Input data Block Start

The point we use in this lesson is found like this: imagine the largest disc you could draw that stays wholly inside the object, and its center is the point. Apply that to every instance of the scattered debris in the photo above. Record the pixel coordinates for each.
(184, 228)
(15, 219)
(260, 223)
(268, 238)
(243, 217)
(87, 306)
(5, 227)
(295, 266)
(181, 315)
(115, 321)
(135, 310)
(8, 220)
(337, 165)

Input data Block End

Work required -
Type out all of the material again, word for word.

Response below -
The point we use in this lesson is found like this: imagine the largest disc you could draw that stays wholly inside the object, and its center is the point. Apply that to every instance of the scattered debris in the photo above. Record the pixel coordinates for each.
(184, 228)
(15, 219)
(260, 223)
(268, 238)
(243, 217)
(87, 306)
(5, 227)
(295, 266)
(181, 315)
(115, 321)
(135, 310)
(8, 220)
(337, 165)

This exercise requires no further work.